* Listing

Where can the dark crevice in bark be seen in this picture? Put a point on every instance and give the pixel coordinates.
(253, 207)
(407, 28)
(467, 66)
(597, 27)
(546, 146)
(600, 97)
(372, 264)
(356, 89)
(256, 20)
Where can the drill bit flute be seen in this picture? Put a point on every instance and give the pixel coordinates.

* Exercise
Copy the listing above line for line, with no changes.

* Output of the exercise
Where can the dark crevice in bark be seen in this picture? Put a point on every instance and give the pixel coordinates.
(253, 207)
(407, 28)
(467, 66)
(597, 27)
(546, 146)
(600, 97)
(372, 264)
(356, 89)
(256, 20)
Where can the drill bit flute be seen in this picture? Put a point on every instance and give the pixel coordinates.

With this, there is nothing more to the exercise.